## MATERIAL SUPPLIED

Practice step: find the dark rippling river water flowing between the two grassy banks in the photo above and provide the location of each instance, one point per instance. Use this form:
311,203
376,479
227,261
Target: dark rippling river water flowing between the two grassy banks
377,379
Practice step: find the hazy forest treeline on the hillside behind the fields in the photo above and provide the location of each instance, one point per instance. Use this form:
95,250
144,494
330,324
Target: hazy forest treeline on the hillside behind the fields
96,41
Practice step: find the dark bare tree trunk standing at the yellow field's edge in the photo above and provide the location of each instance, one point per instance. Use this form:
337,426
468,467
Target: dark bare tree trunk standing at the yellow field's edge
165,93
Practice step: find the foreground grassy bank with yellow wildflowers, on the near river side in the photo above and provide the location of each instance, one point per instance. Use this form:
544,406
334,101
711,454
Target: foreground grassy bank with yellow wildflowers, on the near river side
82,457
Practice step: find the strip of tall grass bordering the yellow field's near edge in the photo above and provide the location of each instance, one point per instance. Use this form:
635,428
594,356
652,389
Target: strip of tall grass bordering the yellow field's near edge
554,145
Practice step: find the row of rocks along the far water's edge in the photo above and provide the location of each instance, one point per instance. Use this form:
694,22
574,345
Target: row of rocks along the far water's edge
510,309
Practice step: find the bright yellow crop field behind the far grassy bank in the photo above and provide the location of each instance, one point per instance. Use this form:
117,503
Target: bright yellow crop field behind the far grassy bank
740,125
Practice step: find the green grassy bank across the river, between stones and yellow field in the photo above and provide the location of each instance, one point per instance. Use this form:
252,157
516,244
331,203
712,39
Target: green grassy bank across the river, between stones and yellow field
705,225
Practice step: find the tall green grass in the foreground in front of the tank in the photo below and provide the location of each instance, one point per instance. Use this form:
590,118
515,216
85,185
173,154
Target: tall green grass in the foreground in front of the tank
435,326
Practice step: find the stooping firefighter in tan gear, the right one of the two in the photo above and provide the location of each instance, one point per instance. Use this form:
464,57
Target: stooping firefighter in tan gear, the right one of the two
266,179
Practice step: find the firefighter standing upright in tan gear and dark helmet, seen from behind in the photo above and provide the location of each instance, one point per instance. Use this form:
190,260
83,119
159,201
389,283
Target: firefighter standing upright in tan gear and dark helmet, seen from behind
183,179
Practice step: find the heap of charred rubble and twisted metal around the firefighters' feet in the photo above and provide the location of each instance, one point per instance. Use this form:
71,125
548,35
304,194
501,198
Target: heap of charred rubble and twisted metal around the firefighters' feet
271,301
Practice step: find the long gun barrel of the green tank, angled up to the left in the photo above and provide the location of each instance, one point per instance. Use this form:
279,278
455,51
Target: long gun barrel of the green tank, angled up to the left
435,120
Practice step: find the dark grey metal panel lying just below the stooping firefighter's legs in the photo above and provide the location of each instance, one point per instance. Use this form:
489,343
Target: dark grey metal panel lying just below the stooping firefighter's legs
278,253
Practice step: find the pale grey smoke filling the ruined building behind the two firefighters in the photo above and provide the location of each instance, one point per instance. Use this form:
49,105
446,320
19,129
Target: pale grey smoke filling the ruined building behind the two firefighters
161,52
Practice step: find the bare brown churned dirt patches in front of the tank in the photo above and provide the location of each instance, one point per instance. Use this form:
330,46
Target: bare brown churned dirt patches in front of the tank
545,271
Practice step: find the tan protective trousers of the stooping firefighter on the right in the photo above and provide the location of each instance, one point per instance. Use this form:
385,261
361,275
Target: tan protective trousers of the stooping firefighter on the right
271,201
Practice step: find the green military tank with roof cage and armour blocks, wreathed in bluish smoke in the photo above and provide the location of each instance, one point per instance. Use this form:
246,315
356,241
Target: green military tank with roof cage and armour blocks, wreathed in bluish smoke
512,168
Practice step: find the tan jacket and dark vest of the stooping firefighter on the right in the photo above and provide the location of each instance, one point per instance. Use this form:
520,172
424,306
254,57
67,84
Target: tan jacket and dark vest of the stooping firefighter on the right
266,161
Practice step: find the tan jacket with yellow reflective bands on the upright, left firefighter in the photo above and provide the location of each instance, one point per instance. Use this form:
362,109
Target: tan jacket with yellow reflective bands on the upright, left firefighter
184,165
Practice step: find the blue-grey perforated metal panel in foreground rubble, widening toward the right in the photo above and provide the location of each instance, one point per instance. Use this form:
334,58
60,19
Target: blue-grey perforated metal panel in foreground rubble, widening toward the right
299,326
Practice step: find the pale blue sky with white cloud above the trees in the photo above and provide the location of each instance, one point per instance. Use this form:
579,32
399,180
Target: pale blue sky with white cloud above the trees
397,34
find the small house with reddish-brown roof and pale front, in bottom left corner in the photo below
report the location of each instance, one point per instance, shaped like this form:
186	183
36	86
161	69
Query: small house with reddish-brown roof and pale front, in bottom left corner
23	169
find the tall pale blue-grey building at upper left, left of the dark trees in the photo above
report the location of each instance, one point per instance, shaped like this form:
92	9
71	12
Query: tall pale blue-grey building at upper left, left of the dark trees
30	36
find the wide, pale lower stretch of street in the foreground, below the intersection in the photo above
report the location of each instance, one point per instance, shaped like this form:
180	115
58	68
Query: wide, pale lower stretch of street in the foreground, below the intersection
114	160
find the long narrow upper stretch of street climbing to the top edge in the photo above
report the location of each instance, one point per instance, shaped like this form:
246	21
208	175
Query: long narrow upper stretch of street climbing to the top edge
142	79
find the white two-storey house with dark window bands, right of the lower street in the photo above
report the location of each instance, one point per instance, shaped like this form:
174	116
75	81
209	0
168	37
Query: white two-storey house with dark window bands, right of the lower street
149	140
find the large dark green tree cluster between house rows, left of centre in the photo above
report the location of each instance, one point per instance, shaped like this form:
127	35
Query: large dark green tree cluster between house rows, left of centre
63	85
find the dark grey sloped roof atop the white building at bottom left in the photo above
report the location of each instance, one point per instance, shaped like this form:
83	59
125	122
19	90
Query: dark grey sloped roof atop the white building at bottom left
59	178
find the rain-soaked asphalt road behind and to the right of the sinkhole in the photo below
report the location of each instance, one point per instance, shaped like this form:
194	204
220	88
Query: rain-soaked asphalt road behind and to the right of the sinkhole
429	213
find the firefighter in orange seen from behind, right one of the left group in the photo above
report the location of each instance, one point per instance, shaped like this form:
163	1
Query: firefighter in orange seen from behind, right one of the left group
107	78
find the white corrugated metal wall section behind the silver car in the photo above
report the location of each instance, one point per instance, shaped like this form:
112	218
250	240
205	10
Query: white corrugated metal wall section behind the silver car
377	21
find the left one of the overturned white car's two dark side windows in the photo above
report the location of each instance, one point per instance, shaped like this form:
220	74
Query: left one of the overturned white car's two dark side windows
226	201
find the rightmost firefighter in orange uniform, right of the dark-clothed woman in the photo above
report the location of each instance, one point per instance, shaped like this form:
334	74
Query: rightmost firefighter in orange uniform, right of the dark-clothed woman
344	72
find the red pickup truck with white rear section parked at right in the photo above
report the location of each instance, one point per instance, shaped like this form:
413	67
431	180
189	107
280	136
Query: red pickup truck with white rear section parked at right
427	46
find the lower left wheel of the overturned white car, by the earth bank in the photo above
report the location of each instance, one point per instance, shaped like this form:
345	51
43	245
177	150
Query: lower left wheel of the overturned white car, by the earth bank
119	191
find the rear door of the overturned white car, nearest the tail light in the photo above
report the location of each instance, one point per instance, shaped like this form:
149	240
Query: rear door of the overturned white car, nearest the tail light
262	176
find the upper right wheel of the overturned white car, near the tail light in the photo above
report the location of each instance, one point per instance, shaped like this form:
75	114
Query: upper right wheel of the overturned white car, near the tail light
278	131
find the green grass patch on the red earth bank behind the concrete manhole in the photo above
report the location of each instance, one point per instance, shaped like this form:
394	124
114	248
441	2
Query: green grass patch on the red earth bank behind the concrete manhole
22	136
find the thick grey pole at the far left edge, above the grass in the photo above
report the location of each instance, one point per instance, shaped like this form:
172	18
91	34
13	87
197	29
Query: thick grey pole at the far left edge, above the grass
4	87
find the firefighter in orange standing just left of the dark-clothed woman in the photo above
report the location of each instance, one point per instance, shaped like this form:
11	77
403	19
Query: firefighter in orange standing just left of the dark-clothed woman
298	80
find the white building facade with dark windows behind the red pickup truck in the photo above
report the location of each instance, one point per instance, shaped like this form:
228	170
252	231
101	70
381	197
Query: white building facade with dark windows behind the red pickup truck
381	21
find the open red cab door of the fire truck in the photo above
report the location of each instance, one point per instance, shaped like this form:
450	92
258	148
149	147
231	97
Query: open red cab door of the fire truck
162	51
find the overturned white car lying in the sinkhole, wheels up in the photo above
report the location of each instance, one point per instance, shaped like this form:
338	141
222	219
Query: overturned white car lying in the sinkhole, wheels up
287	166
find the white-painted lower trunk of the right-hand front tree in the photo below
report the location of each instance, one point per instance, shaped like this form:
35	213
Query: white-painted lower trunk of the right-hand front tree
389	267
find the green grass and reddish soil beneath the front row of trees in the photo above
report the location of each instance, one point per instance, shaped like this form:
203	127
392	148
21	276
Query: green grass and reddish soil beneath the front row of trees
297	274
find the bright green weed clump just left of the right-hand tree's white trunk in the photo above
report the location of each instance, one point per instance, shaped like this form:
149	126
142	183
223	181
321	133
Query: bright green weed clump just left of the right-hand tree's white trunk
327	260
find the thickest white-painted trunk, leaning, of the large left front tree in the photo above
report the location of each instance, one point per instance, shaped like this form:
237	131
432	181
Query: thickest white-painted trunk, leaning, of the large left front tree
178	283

## EXERCISE GOAL
Repeat, with no changes, each line from the one with "find the green grass and" to the end of the listing, including both ends and nothing else.

## WRITTEN ANSWER
find the green grass and reddish soil beneath the front row of trees in the photo above
report the location of each instance, one point per instance, shaped like this form:
203	127
392	148
21	276
Query: green grass and reddish soil beneath the front row of trees
297	274
find the bright green weed clump just left of the right-hand tree's white trunk in the photo above
report the location of each instance, one point per instance, shaped like this form:
149	126
142	183
223	181
321	133
Query: bright green weed clump just left of the right-hand tree's white trunk
327	260
find the thickest white-painted trunk, leaning, of the large left front tree in the photo above
report the location of each instance, one point per instance, shaped like this form:
237	131
432	181
Query: thickest white-painted trunk, leaning, of the large left front tree
178	283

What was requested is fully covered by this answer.